Spatial localization data:
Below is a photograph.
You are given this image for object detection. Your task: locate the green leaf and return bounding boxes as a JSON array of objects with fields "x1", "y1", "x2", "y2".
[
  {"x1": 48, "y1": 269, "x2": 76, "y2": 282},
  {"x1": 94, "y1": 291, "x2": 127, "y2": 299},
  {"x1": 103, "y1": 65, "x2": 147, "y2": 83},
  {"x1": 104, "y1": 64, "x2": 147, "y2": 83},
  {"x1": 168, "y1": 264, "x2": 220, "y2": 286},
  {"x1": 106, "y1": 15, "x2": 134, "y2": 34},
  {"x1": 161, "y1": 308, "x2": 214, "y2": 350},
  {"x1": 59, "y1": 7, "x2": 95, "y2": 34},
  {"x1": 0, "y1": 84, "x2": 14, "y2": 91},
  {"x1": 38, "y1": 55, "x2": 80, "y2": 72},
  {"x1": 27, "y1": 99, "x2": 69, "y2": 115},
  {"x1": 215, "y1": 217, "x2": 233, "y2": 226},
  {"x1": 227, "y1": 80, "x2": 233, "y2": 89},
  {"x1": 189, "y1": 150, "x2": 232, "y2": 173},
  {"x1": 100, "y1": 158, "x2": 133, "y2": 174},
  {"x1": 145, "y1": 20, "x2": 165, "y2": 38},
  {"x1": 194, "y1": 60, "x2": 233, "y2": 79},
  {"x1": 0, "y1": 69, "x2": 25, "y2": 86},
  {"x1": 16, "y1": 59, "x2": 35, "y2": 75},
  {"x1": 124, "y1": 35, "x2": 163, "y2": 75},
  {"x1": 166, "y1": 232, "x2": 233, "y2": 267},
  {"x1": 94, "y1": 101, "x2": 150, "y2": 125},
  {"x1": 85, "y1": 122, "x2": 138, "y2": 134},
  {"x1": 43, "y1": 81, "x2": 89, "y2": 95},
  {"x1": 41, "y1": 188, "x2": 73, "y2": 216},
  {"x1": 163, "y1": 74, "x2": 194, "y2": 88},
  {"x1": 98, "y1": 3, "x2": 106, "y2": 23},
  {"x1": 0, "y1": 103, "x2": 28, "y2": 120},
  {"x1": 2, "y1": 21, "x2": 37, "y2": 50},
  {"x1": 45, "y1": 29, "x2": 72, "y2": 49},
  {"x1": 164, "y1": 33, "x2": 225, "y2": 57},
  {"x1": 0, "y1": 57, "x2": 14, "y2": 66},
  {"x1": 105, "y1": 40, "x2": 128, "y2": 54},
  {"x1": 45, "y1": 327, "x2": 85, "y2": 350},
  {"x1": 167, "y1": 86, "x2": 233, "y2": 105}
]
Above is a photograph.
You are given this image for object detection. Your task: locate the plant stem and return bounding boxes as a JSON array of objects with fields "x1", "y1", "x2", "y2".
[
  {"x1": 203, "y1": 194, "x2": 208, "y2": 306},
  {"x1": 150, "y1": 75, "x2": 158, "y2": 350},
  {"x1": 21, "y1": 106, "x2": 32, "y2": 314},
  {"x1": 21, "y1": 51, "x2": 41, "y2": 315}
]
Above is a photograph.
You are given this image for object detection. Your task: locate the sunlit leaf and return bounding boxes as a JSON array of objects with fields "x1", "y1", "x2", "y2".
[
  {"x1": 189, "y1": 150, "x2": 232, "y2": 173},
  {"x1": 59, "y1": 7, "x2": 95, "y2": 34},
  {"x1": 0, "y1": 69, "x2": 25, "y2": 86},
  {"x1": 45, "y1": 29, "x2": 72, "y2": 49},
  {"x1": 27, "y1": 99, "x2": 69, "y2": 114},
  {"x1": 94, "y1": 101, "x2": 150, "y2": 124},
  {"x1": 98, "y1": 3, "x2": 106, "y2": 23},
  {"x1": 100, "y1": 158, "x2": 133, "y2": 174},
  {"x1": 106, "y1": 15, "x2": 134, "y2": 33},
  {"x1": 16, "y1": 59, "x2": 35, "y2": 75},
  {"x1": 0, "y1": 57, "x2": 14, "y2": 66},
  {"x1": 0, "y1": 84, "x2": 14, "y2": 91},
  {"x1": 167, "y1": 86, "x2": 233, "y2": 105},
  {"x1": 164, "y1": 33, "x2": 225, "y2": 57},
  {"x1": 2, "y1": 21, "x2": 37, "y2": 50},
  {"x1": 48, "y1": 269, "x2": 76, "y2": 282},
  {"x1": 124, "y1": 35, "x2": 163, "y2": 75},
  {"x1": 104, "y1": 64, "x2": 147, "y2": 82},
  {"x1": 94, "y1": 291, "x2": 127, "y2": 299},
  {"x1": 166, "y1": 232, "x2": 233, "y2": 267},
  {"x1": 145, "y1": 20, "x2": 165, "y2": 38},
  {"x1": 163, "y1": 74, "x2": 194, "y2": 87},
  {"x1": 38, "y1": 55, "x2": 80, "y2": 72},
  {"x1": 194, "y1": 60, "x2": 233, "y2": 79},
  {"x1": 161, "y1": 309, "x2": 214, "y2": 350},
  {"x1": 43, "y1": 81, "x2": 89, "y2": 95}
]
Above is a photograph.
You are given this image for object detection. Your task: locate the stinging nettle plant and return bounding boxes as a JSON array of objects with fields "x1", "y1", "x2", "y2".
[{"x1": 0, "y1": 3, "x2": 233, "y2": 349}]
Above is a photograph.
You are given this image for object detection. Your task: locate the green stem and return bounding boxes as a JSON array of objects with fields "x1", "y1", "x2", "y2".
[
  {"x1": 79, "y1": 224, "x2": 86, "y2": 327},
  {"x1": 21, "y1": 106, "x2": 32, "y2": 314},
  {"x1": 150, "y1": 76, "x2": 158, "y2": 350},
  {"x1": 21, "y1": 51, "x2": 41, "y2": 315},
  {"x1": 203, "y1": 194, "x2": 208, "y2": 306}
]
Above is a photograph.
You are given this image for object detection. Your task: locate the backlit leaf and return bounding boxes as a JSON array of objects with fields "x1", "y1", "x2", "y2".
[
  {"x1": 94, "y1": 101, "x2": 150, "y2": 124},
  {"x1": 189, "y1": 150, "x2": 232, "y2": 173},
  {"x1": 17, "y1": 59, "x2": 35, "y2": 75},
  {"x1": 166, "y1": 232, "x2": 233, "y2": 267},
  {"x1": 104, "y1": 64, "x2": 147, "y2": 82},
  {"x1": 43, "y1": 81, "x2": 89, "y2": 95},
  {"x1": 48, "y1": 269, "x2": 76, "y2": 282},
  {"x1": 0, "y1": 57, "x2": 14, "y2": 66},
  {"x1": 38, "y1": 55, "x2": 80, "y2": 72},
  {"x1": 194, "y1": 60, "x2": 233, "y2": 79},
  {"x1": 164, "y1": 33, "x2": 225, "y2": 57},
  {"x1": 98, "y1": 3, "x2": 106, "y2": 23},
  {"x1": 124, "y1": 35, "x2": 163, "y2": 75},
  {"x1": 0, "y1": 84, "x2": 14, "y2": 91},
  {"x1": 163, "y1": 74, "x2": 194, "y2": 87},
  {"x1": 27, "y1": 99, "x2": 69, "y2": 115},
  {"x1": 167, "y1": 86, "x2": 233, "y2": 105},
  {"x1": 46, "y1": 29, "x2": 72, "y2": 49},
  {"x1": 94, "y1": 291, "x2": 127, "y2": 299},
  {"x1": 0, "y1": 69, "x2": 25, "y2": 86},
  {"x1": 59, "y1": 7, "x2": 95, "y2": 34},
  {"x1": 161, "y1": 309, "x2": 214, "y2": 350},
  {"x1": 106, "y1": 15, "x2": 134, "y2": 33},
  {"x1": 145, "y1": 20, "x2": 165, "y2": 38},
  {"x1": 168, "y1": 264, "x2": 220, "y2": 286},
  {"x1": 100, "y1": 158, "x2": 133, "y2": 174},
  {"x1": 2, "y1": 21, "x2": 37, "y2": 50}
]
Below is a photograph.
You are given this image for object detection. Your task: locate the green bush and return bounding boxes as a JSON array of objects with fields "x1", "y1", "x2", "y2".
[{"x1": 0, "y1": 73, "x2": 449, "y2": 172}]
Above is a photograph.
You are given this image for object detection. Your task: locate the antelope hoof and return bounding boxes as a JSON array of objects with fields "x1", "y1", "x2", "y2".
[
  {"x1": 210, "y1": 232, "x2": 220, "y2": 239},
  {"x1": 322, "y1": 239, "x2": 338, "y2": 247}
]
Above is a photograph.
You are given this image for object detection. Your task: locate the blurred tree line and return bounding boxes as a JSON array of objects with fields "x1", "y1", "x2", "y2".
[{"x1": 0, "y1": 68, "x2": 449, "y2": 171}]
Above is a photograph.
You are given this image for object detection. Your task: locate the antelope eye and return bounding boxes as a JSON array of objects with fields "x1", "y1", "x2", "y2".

Exercise goal -> Starting at the line that contains "the antelope hoof", print every line through the last one of the records, exactly and with nothing else.

Answer space ->
You are given this image for object detection. Your task: locate the antelope hoof and return bounding boxes as a JSON array of objects with fields "x1", "y1", "x2", "y2".
[
  {"x1": 210, "y1": 232, "x2": 220, "y2": 239},
  {"x1": 322, "y1": 239, "x2": 338, "y2": 247}
]
Above is a photograph.
You are given this image for object detection. Your task: locate the blurred tree line and return bounding boxes as a JSON array of objects with fields "x1", "y1", "x2", "y2".
[{"x1": 0, "y1": 68, "x2": 449, "y2": 171}]
Above is a photograph.
You are given this image for object detection. Your task: locate the antelope eye and return bounding boxes as a JSON array of objects with fields "x1", "y1", "x2", "y2".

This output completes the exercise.